Dataset items:
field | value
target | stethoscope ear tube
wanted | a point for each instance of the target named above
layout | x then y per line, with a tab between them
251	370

§ THE TASK
Reproduce every line of the records above without changing anything.

§ TASK OUTPUT
field | value
target | stethoscope ear tube
wanted | a point for each instance of the target named above
layout | x then y per line, with a tab between them
251	370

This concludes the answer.